*** VORLIEGENDER TEXTAUSZUG ***

Der Amateurverein Casablanca aus dem italienischen Forlì wehrt sich gegen rassistische Anfeindungen. Der Zuspruch ist groß, die Ablehnung auch.

Ganz normale Souvenirs in Forlì Bild: imago / chromorange

Der italienische Fußball hat wieder einen Rassismusskandal. Dieses Mal dreht er sich nicht um Stars wie Mario Balotelli oder Kevin Prince Boateng. Vielmehr zeigten letzte Woche die Spieler des Amateurvereins Casablanca Zivilcourage.

Casablanca nimmt an einer Freizeitliga im italienischen Forlì unter dem Dach der UISP teil, der Vereinigung „Sport für alle“. Letzte Woche verließ die Truppe aber unter Protest den Platz. Ein Gegenspieler hatte einen von ihnen als „Sch…-Marokkaner“ angefeindet und ihn aufgefordert: „Geh doch nach Hause!“. Bei Casablanca haben sich marokkanische Kicker, die in Italien leben, zusammengefunden.

*** AUSZÜGE DER LISTE ***

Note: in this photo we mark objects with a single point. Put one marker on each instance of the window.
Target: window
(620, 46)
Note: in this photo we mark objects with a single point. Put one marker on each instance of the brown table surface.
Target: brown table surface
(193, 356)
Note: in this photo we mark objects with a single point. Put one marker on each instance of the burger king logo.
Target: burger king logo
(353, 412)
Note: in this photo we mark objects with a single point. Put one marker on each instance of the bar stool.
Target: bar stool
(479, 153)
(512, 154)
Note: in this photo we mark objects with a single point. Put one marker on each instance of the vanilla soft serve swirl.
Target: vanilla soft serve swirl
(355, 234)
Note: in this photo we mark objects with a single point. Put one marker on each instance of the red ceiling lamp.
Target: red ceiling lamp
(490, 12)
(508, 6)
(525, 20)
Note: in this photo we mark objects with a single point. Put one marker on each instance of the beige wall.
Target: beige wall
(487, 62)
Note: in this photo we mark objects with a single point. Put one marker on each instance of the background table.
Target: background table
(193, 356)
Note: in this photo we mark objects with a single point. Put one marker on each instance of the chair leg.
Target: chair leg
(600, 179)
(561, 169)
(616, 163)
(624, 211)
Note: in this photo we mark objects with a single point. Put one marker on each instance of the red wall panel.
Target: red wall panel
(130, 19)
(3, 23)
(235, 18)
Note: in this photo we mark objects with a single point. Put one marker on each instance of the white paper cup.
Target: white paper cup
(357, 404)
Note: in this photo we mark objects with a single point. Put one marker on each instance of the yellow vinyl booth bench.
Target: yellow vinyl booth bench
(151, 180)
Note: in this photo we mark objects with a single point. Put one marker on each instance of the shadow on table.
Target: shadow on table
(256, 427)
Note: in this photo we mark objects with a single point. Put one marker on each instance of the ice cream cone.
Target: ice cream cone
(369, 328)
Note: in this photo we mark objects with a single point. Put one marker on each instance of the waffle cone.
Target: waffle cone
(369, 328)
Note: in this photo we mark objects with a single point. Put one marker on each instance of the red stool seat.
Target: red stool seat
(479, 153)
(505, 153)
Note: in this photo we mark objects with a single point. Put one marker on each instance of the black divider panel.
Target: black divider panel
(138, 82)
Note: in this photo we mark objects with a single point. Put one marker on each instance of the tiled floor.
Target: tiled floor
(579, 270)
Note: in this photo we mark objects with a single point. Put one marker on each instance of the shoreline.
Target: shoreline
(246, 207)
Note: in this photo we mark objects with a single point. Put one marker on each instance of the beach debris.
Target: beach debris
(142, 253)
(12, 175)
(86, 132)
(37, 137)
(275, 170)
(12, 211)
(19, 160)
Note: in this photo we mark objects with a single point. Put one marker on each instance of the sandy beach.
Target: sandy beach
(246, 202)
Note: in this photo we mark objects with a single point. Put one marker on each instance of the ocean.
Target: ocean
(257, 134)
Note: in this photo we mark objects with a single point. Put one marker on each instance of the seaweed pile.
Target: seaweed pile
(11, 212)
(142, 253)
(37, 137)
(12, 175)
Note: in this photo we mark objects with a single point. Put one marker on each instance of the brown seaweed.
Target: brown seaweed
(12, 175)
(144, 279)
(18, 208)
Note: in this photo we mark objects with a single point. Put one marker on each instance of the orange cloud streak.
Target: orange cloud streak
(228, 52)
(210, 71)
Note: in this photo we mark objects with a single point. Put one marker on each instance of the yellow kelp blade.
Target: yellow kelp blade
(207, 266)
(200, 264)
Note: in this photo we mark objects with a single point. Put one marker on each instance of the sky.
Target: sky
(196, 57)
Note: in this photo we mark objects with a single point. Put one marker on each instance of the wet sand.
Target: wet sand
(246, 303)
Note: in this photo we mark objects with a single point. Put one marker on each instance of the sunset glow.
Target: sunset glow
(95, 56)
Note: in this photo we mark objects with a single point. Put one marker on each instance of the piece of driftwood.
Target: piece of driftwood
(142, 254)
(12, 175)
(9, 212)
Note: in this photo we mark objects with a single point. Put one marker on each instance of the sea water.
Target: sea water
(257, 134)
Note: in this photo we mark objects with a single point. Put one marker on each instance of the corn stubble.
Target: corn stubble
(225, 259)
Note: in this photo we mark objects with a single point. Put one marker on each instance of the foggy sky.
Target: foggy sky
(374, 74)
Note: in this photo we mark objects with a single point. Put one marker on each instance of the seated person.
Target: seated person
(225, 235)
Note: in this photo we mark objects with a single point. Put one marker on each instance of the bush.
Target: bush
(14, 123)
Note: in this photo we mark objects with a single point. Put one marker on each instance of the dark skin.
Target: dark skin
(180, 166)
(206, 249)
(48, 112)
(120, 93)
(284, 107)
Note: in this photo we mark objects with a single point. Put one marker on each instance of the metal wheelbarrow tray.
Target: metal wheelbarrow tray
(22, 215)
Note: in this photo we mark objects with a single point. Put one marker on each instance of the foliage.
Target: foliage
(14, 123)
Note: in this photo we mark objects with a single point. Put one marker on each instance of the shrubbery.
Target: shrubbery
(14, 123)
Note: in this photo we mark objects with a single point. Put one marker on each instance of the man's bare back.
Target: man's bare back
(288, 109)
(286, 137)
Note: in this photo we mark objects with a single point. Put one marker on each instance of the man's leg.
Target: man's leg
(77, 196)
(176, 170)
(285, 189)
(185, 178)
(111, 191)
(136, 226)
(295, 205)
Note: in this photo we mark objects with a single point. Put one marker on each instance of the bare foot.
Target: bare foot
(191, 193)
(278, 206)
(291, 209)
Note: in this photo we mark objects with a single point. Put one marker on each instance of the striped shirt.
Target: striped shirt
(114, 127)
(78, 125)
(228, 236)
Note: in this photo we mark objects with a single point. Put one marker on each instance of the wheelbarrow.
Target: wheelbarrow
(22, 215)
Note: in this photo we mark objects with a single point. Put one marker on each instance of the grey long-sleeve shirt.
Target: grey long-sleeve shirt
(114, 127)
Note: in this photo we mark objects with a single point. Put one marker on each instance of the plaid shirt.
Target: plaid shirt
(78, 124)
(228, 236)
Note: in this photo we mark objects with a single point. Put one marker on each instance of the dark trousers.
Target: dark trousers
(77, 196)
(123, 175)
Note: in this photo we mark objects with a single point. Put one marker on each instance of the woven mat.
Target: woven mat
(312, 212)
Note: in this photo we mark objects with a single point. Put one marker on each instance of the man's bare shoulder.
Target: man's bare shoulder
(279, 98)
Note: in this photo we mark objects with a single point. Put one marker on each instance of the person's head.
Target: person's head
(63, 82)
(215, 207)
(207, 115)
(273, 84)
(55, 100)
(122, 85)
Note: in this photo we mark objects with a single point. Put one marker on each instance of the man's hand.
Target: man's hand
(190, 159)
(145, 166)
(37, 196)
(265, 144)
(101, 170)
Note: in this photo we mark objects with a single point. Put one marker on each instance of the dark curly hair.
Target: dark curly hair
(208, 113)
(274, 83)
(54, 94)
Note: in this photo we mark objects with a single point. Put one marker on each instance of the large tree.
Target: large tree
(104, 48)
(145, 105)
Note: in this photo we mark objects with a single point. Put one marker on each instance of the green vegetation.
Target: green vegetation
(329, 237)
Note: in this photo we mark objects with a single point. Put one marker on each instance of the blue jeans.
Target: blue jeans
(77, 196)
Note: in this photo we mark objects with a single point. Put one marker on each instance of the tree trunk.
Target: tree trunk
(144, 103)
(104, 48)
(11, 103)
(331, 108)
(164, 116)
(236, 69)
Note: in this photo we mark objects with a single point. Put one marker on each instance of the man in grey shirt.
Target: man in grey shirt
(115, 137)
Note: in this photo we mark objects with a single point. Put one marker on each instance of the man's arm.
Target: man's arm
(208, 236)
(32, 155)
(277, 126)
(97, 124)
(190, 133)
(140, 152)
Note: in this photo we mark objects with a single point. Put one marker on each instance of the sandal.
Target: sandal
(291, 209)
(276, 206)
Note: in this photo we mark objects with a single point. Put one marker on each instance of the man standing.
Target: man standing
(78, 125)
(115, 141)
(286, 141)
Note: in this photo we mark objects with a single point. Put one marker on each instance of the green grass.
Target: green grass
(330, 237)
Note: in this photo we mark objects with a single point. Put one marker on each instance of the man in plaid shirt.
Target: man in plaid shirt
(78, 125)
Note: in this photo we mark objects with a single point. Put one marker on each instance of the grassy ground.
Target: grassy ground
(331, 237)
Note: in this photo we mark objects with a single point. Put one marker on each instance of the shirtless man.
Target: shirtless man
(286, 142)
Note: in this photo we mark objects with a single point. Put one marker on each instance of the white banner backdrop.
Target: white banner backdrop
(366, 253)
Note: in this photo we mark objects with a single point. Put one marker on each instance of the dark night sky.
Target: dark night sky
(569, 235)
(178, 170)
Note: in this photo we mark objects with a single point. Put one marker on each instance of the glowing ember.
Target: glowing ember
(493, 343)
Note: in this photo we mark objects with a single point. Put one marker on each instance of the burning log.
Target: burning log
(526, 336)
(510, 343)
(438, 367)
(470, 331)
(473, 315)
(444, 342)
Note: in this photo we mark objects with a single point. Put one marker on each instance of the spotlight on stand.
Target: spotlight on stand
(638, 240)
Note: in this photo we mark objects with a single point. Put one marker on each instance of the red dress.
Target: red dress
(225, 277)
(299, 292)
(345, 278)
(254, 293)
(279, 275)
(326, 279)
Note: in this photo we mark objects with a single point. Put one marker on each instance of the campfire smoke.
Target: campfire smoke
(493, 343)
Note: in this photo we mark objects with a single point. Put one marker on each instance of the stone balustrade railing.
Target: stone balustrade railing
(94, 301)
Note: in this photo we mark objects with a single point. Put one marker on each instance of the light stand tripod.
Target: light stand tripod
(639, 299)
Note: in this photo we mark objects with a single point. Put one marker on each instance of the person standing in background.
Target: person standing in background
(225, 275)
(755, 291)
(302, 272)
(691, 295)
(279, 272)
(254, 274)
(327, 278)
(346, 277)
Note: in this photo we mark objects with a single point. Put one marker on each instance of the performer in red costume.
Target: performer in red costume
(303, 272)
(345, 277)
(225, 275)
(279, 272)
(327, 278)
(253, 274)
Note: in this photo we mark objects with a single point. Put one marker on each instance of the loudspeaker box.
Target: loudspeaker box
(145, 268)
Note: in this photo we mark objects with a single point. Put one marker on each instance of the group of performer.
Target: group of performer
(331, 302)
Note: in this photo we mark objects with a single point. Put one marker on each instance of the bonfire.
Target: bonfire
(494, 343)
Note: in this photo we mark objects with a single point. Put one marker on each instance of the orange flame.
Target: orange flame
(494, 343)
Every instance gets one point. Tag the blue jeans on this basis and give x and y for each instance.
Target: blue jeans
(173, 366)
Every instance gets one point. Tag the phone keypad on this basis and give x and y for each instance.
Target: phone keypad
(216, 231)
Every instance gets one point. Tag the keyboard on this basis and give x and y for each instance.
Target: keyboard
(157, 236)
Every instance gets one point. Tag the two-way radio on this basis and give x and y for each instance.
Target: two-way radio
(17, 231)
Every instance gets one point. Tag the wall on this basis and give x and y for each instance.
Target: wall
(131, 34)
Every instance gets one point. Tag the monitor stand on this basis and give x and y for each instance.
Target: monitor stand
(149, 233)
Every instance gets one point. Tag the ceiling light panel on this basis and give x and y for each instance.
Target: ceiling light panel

***

§ **AUFGABE 1**
Beantworte zum Text über den Rassismusvorfall im Amateurfußball diese drei Fragen:
(a) In welcher italienischen Stadt spielt der Amateurverein Casablanca?
(b) Unter dem Dach welcher Vereinigung läuft die Freizeitliga?
(c) Wozu forderte der Gegenspieler den angefeindeten Spieler auf?
§ **AUFGABE 2**
Schreibe den Abschnitt des Textes über den Rassismusvorfall im Amateurfußball zwischen „Der Amateurverein Casablanca“ und „Italien leben, zusammengefunden.“ einschließlich neu und benenne darin „Casablanca“ in „Atlas“ um.
§ **AUFGABE 3**
Schreibe den Text über den Rassismusvorfall im Amateurfußball im Anschluss an seinen letzten Satz weiter.

§ **SCHRIFTLICHE ANTWORT 1**
(a) Der Amateurverein Casablanca spielt in Forlì.
(b) Die Freizeitliga läuft unter dem Dach der UISP, der Vereinigung „Sport für alle“.
(c) Er forderte ihn auf: „Geh doch nach Hause!“

§ **SCHRIFTLICHE ANTWORT 2**
Der Amateurverein Atlas aus dem italienischen Forlì wehrt sich gegen rassistische Anfeindungen. Der Zuspruch ist groß, die Ablehnung auch.

Ganz normale Souvenirs in Forlì Bild: imago / chromorange

Der italienische Fußball hat wieder einen Rassismusskandal. Dieses Mal dreht er sich nicht um Stars wie Mario Balotelli oder Kevin Prince Boateng. Vielmehr zeigten letzte Woche die Spieler des Amateurvereins Atlas Zivilcourage.

Atlas nimmt an einer Freizeitliga im italienischen Forlì unter dem Dach der UISP teil, der Vereinigung „Sport für alle“. Letzte Woche verließ die Truppe aber unter Protest den Platz. Ein Gegenspieler hatte einen von ihnen als „Sch…-Marokkaner“ angefeindet und ihn aufgefordert: „Geh doch nach Hause!“. Bei Atlas haben sich marokkanische Kicker, die in Italien leben, zusammengefunden.

§ **SCHRIFTLICHE ANTWORT 3**
Ihr Kapitän, Rachid Hansal, war früher in der ersten marokkanischen Liga für Olympique Khouribga aktiv und ist jetzt Anführer des Protests. „Diese Anfeindungen gibt es jedes Wochenende. Die letzte Episode hat das Fass aber zum Überlaufen gebracht“, erzählte er italienischen Medien. Er war auch zornig darüber, dass der Schiedsrichter die Beleidigung nicht in den Spielbericht eintragen wollte.

Nichts hören, nichts sehen, nichts notieren, das ist gängige Praxis auf den Fußballplätzen in der Provinz und auch in den Metropolen. Das weiß Mauro Valeri, Soziologe und seit zehn Jahren Betreiber eines Beobachtungszentrums gegen Rassismus im Sport, nur zu genau.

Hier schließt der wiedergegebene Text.